ENTRIES SHOWN
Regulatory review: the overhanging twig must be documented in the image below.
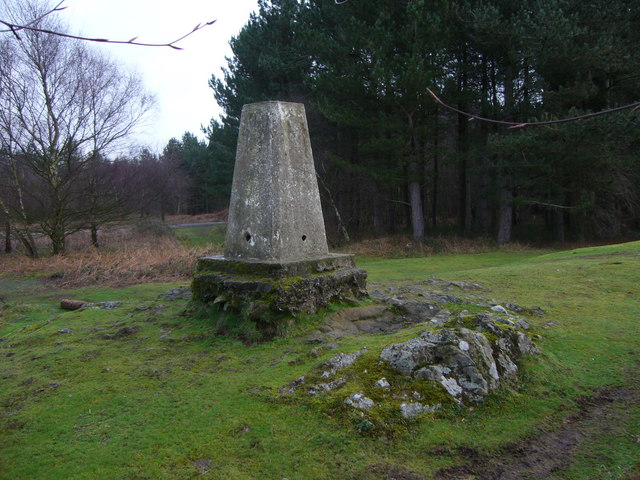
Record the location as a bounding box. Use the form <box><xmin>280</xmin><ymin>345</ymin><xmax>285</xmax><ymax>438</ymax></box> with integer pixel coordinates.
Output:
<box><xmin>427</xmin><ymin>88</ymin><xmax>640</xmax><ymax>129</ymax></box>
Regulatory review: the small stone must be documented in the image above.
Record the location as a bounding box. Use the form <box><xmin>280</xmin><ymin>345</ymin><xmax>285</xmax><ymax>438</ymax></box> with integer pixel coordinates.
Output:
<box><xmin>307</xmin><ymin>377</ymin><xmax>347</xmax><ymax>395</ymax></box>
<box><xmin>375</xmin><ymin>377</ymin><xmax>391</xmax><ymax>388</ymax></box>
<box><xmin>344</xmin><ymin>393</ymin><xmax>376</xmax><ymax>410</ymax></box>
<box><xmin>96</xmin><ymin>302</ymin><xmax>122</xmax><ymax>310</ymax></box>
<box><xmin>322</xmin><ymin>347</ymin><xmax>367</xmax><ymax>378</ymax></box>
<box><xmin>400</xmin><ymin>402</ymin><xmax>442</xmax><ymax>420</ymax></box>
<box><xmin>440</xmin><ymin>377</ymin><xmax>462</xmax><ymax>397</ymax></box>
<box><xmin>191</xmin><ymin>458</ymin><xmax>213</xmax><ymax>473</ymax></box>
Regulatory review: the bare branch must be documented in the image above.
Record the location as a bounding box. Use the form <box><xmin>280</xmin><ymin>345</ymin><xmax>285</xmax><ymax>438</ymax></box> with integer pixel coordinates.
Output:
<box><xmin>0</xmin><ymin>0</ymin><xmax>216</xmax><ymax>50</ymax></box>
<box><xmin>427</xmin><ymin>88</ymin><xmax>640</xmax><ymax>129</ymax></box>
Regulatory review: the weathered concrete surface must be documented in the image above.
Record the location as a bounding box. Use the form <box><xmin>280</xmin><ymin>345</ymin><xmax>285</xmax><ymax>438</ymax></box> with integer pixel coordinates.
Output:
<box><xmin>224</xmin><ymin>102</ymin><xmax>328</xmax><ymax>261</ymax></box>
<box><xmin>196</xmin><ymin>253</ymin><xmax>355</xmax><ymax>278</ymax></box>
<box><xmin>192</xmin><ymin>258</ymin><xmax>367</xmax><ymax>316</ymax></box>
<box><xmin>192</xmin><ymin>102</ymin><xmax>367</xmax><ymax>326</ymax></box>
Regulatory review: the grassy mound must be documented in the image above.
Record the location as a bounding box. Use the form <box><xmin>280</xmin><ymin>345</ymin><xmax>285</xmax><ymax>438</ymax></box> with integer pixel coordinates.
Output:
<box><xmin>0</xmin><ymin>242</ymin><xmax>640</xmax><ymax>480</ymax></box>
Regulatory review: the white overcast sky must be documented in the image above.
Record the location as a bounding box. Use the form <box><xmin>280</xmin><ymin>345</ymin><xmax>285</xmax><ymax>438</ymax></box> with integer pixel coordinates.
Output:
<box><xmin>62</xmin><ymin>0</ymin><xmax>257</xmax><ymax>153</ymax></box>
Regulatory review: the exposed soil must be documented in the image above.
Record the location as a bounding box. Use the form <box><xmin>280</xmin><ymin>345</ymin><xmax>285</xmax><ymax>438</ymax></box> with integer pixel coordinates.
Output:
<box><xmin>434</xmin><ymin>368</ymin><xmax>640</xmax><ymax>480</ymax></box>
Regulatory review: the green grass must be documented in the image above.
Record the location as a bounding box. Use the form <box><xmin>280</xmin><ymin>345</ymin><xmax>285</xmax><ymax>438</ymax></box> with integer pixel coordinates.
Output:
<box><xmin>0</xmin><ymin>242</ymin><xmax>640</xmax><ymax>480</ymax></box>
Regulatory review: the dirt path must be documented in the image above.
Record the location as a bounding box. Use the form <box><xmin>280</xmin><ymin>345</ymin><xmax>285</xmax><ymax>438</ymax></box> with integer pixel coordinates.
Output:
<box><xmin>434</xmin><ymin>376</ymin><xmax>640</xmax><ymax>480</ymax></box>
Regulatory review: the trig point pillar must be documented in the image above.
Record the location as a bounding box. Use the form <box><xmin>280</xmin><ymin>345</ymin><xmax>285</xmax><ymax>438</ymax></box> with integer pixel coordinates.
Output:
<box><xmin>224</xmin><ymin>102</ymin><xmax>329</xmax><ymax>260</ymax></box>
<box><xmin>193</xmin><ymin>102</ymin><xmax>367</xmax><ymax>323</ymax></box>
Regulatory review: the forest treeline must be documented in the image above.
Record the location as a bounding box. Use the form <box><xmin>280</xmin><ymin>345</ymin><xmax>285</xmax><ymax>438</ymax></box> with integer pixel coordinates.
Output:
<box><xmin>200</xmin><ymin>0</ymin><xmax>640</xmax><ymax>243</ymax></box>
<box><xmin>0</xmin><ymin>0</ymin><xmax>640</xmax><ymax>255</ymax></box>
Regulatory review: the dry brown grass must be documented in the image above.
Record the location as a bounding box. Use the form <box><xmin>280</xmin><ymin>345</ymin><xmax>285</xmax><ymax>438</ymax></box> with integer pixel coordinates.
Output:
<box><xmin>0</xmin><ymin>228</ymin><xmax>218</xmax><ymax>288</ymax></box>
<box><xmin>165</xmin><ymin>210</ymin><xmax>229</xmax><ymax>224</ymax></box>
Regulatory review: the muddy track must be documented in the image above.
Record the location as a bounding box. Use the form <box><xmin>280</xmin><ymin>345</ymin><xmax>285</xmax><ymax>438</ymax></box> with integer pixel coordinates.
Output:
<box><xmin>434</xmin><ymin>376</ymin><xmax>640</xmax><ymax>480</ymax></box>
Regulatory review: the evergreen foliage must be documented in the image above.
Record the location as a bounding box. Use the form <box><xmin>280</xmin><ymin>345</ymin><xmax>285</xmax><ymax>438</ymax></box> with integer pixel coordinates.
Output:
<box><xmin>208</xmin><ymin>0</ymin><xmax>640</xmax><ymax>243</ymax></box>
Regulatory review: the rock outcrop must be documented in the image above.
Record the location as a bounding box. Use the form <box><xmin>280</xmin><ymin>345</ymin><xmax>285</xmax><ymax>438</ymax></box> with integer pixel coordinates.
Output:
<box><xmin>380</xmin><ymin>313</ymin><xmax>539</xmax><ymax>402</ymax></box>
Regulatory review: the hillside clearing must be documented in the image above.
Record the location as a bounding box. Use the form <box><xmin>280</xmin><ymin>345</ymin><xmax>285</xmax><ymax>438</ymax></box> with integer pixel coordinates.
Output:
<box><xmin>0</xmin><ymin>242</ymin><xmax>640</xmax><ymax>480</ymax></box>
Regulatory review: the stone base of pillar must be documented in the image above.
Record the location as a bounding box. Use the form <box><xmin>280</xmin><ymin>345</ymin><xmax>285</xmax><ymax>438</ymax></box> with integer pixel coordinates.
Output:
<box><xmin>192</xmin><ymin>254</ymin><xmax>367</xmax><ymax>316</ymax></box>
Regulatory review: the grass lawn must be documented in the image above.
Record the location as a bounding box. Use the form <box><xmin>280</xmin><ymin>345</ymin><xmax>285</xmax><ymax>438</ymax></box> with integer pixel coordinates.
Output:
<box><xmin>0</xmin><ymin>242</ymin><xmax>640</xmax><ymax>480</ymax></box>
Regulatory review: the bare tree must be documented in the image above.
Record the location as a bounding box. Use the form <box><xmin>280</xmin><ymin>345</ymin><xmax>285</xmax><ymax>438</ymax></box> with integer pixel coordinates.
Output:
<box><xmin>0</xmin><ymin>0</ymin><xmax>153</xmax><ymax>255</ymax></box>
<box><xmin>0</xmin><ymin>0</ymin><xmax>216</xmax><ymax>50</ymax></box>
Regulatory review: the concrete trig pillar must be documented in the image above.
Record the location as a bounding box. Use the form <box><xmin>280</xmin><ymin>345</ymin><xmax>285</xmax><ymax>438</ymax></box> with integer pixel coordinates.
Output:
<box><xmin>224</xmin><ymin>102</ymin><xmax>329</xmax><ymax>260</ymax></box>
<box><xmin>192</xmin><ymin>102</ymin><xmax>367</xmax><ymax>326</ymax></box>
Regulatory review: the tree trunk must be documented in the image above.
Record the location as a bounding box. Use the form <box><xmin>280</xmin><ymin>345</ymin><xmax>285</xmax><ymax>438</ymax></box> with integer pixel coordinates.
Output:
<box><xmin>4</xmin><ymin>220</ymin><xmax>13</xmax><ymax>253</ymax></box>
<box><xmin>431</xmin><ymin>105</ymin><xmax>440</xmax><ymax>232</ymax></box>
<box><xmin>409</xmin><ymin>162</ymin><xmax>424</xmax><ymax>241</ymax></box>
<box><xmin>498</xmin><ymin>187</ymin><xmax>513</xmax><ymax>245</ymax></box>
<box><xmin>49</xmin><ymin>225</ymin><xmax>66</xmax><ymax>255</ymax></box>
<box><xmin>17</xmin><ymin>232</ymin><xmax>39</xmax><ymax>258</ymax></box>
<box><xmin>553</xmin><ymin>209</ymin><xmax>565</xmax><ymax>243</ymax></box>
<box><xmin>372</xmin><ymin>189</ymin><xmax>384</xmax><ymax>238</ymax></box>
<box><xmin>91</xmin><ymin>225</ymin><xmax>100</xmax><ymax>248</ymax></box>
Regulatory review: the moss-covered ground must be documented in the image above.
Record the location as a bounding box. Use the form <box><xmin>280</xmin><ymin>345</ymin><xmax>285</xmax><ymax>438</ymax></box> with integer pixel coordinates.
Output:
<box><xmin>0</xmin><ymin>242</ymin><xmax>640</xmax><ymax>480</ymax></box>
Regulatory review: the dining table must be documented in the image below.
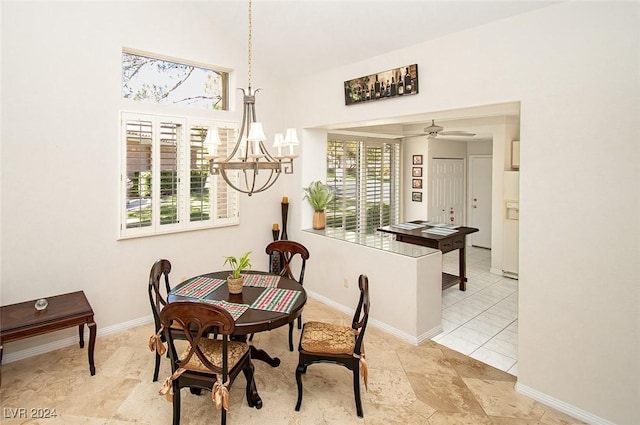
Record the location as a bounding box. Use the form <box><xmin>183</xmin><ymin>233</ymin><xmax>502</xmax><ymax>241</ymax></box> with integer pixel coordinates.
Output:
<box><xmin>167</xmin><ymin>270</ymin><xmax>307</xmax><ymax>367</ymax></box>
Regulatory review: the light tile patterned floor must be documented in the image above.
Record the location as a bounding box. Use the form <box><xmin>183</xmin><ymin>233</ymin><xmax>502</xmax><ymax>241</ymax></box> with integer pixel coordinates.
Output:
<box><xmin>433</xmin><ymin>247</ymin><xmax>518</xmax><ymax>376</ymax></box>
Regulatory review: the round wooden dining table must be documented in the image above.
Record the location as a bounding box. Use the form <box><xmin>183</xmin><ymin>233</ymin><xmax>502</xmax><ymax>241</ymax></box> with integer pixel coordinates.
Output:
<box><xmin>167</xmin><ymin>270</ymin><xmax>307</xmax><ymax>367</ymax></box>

* * *

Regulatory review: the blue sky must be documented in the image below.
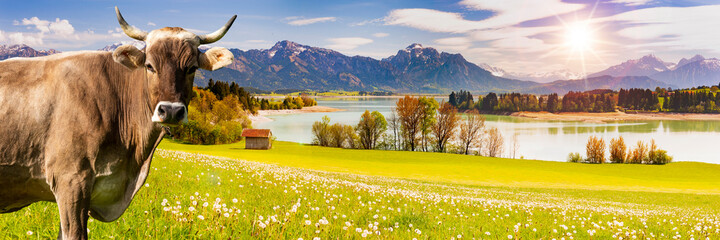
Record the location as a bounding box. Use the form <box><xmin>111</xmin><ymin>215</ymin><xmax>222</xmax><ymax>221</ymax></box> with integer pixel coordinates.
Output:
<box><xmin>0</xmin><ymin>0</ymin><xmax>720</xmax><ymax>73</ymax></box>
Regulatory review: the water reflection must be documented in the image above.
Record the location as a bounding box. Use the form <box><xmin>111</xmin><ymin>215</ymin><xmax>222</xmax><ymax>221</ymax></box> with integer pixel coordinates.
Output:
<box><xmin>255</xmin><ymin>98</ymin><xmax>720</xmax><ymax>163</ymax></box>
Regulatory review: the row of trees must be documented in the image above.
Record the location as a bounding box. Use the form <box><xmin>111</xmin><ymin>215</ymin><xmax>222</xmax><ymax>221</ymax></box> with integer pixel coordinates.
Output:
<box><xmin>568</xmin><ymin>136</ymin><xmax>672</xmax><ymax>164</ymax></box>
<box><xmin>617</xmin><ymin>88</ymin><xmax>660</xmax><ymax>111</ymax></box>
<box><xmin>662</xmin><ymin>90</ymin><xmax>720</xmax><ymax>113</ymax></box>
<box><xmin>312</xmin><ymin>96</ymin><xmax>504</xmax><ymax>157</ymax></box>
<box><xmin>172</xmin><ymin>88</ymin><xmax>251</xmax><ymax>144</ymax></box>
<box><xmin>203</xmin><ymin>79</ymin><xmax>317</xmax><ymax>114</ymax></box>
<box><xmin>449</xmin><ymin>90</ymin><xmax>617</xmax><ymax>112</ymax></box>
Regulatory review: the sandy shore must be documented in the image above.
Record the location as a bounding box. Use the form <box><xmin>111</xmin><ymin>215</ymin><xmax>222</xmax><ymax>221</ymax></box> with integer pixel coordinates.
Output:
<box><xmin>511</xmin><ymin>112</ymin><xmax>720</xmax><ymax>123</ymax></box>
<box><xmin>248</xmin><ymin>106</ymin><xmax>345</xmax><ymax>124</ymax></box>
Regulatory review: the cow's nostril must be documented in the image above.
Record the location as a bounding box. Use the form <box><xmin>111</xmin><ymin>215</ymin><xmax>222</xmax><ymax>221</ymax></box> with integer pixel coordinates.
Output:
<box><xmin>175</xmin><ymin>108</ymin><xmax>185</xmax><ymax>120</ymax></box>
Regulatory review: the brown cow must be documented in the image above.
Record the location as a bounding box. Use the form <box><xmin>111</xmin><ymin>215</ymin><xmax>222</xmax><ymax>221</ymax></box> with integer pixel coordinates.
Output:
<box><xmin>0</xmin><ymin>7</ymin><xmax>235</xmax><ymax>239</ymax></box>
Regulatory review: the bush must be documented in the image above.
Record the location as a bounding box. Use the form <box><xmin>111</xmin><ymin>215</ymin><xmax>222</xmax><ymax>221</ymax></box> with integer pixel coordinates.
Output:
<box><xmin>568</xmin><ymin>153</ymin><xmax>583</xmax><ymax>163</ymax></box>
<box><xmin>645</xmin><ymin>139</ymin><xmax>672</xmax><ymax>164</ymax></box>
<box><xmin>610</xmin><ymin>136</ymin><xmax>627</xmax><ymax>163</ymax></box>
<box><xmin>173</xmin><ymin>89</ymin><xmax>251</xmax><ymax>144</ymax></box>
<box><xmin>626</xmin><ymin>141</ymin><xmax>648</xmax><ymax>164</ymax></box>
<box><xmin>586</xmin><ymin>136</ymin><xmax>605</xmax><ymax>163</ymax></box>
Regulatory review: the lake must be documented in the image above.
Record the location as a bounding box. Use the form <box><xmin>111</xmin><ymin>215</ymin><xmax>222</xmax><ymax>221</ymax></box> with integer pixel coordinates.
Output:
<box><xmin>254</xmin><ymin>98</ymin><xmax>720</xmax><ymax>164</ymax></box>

...

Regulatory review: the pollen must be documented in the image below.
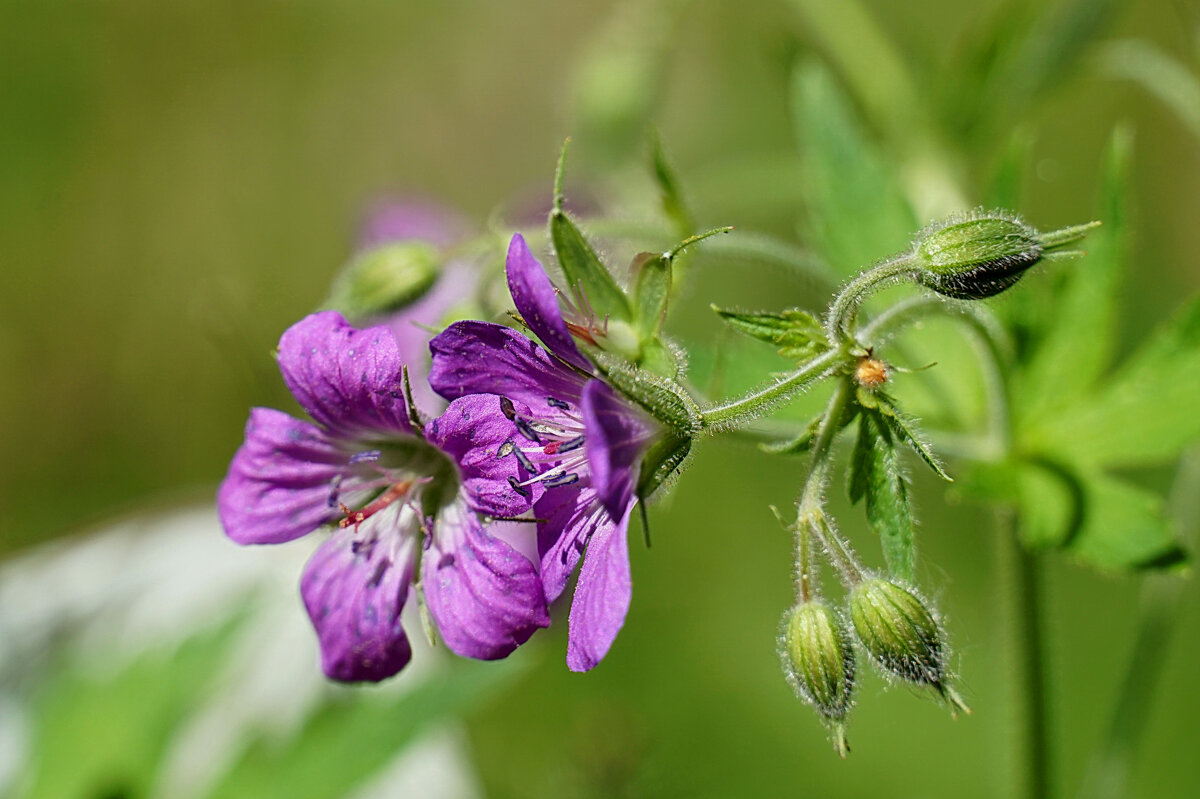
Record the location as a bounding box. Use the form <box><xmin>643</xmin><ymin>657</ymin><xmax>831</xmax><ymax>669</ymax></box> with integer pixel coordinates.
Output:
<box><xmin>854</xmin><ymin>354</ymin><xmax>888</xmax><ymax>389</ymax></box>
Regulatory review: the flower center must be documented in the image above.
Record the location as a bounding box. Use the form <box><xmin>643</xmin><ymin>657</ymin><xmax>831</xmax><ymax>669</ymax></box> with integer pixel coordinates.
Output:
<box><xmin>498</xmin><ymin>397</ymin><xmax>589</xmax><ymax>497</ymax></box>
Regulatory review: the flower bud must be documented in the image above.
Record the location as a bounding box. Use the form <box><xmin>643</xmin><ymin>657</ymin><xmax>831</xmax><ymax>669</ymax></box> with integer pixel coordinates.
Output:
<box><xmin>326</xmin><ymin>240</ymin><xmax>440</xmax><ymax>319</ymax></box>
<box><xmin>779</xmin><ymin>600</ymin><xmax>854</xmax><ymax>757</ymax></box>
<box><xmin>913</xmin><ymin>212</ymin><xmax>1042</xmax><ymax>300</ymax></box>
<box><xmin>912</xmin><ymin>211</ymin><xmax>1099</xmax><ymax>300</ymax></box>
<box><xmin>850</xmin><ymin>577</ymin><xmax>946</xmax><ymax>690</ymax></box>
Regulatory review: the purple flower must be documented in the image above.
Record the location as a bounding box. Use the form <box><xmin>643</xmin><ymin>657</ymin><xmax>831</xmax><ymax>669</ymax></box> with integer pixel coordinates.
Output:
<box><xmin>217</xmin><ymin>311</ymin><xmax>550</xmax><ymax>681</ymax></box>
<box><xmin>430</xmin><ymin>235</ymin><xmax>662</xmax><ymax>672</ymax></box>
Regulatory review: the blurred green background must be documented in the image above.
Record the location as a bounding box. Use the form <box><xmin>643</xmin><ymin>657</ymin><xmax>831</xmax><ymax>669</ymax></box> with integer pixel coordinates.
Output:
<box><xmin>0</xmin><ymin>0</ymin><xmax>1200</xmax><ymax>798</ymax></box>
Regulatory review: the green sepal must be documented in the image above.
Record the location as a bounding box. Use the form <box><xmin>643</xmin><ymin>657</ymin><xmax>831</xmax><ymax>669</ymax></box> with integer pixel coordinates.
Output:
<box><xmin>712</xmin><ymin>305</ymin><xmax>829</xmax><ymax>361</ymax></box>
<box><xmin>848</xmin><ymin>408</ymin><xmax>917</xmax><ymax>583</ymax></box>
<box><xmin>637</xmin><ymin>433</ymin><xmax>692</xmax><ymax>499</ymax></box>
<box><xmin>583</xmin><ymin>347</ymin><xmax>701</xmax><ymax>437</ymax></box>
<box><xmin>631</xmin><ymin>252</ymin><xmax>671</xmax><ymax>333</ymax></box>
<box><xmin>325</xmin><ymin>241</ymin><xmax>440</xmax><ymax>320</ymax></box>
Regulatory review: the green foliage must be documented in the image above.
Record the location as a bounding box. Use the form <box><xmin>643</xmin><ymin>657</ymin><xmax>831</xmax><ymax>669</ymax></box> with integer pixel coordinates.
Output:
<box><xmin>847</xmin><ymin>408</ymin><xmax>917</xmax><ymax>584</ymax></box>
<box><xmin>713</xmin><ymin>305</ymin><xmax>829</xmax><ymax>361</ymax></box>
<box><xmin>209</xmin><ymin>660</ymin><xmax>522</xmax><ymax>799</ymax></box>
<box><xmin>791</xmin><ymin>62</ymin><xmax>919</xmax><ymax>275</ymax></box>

GIVEN REQUEST
Tally the lines in the records above that contain the string "below", with case significant. Reply with the number alone.

SOLUTION FOR THIS EXERCISE
4